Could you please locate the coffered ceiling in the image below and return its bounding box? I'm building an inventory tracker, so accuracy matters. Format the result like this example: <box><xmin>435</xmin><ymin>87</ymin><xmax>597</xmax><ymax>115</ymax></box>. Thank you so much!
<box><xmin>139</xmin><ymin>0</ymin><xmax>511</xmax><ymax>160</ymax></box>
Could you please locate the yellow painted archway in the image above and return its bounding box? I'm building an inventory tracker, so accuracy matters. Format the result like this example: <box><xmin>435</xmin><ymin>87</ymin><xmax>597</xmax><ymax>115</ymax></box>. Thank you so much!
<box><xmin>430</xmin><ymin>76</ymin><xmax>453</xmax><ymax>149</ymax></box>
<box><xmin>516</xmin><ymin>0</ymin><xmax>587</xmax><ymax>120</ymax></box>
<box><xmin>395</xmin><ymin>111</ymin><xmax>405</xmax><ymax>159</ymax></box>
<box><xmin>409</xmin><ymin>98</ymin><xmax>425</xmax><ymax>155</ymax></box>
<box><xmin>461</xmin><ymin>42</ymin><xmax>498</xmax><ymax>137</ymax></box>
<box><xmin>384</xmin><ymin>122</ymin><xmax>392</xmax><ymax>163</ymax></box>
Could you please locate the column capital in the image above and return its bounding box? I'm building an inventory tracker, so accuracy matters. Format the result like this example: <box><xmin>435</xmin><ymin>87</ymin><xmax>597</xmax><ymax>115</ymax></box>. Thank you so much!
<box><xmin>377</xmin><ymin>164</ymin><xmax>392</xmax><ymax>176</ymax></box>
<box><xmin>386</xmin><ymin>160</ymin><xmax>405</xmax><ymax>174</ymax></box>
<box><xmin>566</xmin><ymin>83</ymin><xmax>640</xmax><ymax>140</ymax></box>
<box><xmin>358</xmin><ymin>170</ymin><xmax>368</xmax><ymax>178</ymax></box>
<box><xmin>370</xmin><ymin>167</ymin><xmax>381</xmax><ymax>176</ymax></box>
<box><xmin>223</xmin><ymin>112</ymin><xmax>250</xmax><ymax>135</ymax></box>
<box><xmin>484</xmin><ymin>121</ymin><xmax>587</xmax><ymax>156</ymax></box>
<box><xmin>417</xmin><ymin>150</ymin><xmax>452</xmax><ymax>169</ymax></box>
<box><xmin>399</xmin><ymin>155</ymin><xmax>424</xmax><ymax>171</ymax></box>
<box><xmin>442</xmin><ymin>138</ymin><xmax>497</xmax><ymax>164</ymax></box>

■ What needs to be done
Every record above should be written out exactly.

■ Completed task
Could you please locate the coffered ceiling in the image below and return its bounding box? I'm building an inventory tracker, so accuracy matters. Format the result like this example: <box><xmin>435</xmin><ymin>87</ymin><xmax>597</xmax><ymax>115</ymax></box>. Thank you so much!
<box><xmin>139</xmin><ymin>0</ymin><xmax>511</xmax><ymax>160</ymax></box>
Could you please locate the yellow painted archway in the image above and return its bounding box? I'm building an inventory tracker, so accuracy matters. Format the result like this example: <box><xmin>435</xmin><ymin>87</ymin><xmax>597</xmax><ymax>115</ymax></box>. Thank you so much!
<box><xmin>430</xmin><ymin>76</ymin><xmax>453</xmax><ymax>149</ymax></box>
<box><xmin>516</xmin><ymin>0</ymin><xmax>587</xmax><ymax>120</ymax></box>
<box><xmin>395</xmin><ymin>111</ymin><xmax>405</xmax><ymax>159</ymax></box>
<box><xmin>409</xmin><ymin>98</ymin><xmax>425</xmax><ymax>155</ymax></box>
<box><xmin>461</xmin><ymin>42</ymin><xmax>498</xmax><ymax>137</ymax></box>
<box><xmin>384</xmin><ymin>122</ymin><xmax>392</xmax><ymax>163</ymax></box>
Could you please locate the column capital in the image above and return its bounding box? I'm building an inventory tracker, so accuracy matters. Format the result like this example: <box><xmin>435</xmin><ymin>87</ymin><xmax>597</xmax><ymax>115</ymax></box>. Thank you so much!
<box><xmin>377</xmin><ymin>164</ymin><xmax>392</xmax><ymax>176</ymax></box>
<box><xmin>386</xmin><ymin>160</ymin><xmax>405</xmax><ymax>174</ymax></box>
<box><xmin>566</xmin><ymin>83</ymin><xmax>640</xmax><ymax>140</ymax></box>
<box><xmin>358</xmin><ymin>170</ymin><xmax>368</xmax><ymax>178</ymax></box>
<box><xmin>370</xmin><ymin>167</ymin><xmax>381</xmax><ymax>176</ymax></box>
<box><xmin>223</xmin><ymin>112</ymin><xmax>250</xmax><ymax>135</ymax></box>
<box><xmin>484</xmin><ymin>121</ymin><xmax>587</xmax><ymax>156</ymax></box>
<box><xmin>417</xmin><ymin>150</ymin><xmax>452</xmax><ymax>169</ymax></box>
<box><xmin>399</xmin><ymin>155</ymin><xmax>424</xmax><ymax>171</ymax></box>
<box><xmin>442</xmin><ymin>138</ymin><xmax>497</xmax><ymax>164</ymax></box>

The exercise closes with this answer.